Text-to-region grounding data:
━━━━━━━━

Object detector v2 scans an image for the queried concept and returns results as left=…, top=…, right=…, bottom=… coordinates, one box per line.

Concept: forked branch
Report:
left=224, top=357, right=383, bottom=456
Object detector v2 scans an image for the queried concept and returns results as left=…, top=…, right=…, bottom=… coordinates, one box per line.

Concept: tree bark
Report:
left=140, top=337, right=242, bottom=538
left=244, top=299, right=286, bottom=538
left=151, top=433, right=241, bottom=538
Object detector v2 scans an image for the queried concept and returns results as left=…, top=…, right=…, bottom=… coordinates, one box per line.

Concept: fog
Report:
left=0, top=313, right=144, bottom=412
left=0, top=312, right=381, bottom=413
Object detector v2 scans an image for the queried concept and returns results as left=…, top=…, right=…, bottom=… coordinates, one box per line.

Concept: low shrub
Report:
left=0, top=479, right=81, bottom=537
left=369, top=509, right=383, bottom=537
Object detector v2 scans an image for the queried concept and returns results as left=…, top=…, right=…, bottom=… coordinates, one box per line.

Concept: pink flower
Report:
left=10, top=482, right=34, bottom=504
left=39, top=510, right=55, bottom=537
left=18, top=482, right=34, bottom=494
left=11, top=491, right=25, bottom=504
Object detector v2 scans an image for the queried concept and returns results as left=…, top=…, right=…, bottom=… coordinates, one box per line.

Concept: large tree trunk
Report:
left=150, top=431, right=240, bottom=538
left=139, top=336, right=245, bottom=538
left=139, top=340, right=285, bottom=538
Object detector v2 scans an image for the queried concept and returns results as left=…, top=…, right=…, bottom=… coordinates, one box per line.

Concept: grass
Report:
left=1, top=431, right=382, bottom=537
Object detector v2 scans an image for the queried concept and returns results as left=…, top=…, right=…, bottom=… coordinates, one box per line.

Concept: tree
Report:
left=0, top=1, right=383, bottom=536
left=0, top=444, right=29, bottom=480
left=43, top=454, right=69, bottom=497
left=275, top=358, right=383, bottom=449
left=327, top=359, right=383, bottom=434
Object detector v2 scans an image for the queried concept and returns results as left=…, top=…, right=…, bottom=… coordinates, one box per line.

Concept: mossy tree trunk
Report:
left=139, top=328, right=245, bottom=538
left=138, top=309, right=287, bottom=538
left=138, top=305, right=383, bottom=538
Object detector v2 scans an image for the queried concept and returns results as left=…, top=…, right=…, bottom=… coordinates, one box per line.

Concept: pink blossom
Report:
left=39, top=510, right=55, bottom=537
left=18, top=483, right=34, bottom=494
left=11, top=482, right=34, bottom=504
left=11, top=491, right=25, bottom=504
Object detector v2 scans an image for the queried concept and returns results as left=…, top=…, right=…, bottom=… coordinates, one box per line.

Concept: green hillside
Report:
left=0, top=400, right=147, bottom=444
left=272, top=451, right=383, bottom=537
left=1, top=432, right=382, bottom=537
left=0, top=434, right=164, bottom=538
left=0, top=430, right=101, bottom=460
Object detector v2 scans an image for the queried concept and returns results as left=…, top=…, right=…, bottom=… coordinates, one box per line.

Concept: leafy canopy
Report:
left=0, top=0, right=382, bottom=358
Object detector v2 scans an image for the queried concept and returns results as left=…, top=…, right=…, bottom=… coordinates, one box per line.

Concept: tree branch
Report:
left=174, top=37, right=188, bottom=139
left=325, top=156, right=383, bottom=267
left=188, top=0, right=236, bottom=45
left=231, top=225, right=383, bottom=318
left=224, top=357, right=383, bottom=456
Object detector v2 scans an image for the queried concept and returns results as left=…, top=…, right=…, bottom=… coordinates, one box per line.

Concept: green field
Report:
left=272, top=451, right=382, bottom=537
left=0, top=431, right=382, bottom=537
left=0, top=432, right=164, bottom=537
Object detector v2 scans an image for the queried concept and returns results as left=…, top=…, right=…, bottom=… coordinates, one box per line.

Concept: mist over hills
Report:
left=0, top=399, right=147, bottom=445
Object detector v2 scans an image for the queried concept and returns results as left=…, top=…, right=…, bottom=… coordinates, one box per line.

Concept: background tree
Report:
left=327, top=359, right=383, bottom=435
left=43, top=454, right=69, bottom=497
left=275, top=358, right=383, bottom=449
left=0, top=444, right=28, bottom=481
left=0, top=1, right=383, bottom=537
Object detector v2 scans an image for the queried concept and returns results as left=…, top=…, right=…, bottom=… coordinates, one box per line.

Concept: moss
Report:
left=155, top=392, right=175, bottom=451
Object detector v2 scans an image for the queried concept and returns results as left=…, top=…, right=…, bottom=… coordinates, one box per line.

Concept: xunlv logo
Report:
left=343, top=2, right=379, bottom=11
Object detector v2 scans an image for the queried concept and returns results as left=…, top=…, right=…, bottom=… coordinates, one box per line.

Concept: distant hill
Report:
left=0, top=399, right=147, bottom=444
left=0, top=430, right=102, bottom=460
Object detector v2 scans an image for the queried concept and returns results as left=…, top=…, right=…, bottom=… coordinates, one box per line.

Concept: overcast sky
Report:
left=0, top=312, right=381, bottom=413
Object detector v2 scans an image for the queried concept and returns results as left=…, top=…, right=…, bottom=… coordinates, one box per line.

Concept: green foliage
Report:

━━━━━━━━

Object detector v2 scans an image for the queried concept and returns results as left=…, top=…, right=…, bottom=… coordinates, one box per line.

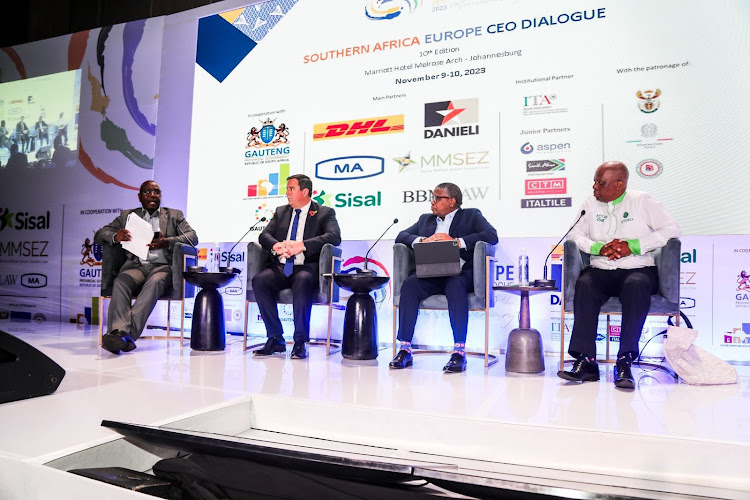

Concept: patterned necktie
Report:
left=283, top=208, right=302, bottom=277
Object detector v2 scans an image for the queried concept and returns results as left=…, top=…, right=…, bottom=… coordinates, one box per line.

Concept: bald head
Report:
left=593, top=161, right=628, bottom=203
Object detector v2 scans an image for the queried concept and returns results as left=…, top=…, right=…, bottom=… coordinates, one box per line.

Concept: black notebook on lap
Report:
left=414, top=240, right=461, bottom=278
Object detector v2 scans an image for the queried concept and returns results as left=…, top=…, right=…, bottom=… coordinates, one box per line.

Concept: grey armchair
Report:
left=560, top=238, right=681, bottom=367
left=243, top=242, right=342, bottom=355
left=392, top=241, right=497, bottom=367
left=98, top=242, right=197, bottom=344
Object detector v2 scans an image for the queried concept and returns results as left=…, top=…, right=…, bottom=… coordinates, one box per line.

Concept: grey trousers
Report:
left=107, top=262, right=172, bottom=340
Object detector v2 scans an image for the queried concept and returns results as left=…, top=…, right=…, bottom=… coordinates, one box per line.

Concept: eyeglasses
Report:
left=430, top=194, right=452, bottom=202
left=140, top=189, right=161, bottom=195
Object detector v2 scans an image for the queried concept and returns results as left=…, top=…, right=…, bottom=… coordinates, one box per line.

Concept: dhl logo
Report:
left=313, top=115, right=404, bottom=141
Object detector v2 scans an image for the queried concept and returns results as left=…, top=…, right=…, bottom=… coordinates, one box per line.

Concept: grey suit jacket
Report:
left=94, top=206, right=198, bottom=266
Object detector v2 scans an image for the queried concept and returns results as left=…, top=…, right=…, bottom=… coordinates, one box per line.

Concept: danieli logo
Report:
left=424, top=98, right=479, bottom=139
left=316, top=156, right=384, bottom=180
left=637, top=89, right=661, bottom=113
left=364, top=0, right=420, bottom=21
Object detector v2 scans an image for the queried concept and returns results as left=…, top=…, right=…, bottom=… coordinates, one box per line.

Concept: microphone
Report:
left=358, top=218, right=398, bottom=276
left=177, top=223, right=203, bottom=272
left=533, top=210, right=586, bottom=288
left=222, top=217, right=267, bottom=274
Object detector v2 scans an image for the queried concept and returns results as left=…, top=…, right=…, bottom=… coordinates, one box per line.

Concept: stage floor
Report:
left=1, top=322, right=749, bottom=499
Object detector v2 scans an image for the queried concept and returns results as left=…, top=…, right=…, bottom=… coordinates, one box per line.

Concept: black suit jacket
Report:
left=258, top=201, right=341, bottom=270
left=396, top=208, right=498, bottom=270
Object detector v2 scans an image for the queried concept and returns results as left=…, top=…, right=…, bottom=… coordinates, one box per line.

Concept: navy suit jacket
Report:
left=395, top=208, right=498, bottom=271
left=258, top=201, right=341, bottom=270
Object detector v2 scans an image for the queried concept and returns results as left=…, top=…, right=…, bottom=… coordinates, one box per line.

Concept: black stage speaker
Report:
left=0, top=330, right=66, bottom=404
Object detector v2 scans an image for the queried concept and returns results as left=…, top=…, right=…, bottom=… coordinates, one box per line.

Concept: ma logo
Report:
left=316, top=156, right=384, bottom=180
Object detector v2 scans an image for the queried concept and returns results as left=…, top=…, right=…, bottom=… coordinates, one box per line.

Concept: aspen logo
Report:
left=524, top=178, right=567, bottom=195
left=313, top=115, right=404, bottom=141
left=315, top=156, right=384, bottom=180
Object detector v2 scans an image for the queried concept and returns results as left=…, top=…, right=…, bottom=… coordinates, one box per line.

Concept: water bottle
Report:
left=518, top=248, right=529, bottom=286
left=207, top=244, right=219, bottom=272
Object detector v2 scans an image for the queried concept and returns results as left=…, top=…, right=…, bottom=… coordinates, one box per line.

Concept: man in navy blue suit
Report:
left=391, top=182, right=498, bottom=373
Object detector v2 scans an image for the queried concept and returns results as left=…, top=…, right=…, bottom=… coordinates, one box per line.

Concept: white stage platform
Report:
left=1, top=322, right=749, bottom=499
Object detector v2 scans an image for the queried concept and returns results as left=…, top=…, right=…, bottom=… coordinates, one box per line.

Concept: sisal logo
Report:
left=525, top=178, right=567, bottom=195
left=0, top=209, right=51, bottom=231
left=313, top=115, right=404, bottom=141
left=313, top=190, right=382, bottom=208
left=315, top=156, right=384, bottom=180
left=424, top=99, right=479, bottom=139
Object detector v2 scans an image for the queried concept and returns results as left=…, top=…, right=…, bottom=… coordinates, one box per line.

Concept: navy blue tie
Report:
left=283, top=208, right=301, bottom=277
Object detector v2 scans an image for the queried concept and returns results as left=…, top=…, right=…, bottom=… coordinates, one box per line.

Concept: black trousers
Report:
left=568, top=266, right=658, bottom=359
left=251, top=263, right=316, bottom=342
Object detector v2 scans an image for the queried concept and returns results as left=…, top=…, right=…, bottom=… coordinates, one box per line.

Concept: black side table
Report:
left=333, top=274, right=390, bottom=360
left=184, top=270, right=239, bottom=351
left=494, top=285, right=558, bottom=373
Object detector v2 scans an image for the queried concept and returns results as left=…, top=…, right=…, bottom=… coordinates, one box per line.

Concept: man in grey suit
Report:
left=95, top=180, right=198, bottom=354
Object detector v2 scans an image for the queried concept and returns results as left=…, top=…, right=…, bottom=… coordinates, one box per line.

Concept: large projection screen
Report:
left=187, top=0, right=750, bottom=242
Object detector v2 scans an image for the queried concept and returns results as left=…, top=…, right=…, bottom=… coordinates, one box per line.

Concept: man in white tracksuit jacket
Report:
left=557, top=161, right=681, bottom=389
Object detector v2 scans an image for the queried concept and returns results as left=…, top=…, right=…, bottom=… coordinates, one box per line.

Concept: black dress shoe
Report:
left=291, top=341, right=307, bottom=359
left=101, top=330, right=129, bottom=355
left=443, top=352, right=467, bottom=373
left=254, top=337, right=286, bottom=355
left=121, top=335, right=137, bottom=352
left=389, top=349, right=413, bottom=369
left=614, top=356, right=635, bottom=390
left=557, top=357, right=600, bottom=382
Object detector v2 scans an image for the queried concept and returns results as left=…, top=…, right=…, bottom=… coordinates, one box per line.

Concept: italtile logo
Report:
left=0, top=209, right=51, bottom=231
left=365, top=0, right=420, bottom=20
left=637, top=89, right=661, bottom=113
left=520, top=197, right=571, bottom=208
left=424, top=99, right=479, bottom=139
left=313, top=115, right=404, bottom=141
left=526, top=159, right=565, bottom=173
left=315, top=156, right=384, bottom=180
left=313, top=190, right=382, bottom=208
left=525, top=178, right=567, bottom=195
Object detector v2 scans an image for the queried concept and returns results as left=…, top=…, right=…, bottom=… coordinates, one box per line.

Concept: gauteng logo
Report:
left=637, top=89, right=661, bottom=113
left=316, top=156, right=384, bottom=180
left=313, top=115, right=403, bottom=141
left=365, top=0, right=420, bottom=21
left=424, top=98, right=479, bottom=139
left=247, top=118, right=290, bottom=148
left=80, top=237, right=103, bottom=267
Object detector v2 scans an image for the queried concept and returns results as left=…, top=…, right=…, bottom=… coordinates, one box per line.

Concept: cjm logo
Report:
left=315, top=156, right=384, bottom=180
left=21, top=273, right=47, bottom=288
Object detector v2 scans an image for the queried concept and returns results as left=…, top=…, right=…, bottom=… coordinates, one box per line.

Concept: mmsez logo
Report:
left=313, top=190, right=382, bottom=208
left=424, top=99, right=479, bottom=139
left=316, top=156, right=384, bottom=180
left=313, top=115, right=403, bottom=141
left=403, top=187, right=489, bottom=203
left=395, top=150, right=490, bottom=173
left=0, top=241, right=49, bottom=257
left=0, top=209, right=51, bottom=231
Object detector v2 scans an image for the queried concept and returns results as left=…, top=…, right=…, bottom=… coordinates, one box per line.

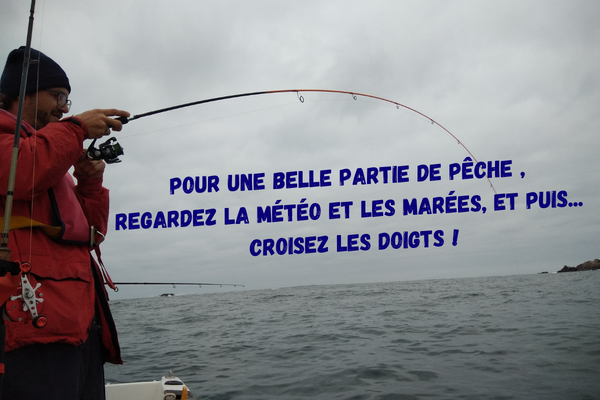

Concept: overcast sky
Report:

━━━━━━━━

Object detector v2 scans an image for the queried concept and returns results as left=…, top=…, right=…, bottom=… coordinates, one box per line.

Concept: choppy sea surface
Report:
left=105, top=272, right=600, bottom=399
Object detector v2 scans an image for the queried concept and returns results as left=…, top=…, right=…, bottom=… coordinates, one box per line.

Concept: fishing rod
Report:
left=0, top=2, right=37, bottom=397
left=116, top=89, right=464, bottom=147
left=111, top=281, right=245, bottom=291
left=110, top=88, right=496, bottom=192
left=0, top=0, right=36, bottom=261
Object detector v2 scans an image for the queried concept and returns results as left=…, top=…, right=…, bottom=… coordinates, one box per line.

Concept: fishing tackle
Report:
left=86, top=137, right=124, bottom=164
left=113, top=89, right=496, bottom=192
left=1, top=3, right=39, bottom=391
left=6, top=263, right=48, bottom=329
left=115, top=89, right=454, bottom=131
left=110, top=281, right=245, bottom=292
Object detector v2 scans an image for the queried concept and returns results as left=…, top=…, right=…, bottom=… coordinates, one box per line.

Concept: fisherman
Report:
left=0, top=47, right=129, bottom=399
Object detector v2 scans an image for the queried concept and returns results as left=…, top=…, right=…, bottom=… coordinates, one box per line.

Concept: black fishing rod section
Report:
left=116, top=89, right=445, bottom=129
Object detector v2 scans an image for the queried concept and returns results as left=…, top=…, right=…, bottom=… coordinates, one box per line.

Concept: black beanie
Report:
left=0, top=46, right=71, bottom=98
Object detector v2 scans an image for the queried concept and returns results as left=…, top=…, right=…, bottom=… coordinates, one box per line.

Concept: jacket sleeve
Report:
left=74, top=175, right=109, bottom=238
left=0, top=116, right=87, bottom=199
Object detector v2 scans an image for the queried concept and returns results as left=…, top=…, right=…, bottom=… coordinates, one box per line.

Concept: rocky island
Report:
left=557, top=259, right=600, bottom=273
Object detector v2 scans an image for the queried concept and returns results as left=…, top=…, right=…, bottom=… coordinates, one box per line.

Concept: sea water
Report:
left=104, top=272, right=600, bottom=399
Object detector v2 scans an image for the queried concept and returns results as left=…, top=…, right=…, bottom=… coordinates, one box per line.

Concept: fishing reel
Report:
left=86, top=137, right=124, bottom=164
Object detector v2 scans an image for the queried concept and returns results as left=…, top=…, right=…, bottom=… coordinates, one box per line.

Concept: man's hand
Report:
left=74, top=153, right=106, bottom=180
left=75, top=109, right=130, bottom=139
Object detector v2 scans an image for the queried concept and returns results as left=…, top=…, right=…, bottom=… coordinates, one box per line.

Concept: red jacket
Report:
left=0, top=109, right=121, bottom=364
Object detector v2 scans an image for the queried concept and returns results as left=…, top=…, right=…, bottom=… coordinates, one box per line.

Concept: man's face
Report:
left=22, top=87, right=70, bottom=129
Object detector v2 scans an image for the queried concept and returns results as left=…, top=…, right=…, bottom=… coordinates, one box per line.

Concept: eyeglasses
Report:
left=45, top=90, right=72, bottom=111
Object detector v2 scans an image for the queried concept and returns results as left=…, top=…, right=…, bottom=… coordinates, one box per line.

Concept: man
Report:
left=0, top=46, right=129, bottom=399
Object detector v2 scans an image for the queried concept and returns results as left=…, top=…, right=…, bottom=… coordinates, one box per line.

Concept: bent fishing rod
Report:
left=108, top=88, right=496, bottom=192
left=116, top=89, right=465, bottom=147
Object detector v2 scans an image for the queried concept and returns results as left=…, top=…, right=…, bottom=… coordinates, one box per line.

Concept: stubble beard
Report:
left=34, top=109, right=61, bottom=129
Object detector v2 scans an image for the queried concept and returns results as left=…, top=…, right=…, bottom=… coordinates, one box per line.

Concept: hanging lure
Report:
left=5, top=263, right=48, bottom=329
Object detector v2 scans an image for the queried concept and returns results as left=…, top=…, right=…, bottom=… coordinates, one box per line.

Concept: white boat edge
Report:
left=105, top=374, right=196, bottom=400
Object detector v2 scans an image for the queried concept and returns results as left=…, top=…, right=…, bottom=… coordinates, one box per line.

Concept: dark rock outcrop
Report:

━━━━━━━━

*What is required*. Filter the entries and copy each line with "branch".

*Output for this task*.
Concept: forked branch
Concept: tree branch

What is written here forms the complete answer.